» Exercise prompt: Report every line in the records that contains the word "surface", matching its case.
══════
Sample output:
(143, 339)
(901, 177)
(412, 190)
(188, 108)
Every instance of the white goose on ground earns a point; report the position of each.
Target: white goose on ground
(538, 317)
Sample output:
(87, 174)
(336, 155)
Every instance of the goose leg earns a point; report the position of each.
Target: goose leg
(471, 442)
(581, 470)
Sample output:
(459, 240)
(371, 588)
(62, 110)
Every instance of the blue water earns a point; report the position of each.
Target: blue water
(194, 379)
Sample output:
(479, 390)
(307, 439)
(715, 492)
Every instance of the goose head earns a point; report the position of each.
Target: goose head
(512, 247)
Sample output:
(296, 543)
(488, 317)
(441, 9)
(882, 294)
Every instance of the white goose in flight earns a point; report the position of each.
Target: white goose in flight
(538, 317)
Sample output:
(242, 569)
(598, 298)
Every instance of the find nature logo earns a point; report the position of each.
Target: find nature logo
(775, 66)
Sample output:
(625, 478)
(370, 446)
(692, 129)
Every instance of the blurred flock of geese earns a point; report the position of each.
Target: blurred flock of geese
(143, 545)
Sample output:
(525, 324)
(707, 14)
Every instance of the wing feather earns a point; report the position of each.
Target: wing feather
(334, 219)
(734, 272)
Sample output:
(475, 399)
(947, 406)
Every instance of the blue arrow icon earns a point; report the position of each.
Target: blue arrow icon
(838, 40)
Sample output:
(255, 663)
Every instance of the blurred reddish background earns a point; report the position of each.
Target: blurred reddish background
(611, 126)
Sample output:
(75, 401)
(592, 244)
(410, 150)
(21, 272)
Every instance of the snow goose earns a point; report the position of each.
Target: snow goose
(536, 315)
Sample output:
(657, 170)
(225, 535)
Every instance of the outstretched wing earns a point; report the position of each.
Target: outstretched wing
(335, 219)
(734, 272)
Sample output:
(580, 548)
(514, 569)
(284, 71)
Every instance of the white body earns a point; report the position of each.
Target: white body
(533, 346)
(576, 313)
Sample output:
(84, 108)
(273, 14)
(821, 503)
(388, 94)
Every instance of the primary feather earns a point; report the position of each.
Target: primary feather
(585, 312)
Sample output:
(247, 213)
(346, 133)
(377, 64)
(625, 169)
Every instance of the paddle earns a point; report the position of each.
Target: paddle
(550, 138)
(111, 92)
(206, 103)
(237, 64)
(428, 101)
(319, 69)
══════
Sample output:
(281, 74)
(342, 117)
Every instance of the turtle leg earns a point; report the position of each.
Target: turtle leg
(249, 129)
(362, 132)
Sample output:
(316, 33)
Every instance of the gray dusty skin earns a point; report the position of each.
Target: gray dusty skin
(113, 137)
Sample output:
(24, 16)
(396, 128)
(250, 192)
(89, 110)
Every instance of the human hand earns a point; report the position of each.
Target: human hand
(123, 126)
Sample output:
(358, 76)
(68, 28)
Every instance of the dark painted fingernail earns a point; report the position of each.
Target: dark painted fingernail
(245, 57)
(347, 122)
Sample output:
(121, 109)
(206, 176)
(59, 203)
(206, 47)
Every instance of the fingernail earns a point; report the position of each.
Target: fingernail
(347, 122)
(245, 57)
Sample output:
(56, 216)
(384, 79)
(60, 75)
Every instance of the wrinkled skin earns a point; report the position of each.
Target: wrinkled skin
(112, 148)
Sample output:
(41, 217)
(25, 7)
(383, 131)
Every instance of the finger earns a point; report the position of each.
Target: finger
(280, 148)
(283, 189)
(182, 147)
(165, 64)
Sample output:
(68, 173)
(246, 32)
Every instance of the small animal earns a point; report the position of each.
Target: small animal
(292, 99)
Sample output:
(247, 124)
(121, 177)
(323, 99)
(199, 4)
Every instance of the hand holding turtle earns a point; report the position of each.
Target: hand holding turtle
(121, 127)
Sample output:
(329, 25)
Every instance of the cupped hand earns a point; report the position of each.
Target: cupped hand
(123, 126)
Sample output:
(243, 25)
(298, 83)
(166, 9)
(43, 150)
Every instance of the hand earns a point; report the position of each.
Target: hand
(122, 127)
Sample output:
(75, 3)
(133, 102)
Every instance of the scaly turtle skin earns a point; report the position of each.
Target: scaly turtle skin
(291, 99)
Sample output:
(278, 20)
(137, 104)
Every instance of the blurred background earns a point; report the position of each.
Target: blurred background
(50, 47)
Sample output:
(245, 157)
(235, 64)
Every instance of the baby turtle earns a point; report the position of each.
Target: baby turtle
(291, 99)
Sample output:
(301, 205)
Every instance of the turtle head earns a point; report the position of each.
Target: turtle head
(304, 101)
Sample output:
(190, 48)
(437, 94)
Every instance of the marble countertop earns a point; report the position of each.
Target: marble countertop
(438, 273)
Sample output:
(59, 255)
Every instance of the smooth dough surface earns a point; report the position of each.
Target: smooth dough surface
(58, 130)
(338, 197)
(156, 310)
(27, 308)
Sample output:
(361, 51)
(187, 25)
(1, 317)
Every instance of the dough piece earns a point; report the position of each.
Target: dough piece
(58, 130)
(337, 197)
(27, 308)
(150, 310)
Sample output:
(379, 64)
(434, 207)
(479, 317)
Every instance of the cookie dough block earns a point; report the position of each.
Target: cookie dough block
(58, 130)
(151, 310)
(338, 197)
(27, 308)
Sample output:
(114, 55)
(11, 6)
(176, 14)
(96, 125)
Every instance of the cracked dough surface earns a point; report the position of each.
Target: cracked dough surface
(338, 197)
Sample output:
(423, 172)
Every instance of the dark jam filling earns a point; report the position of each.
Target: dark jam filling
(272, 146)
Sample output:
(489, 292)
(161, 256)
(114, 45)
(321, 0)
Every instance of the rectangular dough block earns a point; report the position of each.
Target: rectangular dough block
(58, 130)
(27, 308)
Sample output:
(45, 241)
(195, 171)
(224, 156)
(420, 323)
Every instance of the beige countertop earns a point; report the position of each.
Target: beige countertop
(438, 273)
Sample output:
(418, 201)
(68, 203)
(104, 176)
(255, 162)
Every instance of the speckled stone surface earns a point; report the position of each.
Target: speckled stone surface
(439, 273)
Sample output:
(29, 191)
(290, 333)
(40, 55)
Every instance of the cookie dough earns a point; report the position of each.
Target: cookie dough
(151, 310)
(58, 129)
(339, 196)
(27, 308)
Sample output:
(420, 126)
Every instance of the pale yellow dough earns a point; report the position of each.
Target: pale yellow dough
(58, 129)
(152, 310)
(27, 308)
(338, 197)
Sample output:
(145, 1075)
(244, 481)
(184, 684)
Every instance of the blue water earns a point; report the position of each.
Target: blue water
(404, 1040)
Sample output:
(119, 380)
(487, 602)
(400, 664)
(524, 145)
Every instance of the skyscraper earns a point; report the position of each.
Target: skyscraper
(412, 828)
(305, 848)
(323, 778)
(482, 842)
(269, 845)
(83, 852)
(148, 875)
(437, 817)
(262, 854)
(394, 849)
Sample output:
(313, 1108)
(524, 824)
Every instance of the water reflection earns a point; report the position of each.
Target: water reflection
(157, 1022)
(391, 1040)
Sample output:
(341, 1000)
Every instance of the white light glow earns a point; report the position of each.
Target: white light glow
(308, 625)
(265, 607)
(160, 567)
══════
» Response:
Every instance of the smooth dough surface earns a point; report the position of each.
Target: smooth dough surface
Every instance of the cracked dough surface earns a point; report the position of each.
Target: cracked dough surface
Every instance of the speckled stone surface earns a point; report the position of each.
Target: speckled stone surface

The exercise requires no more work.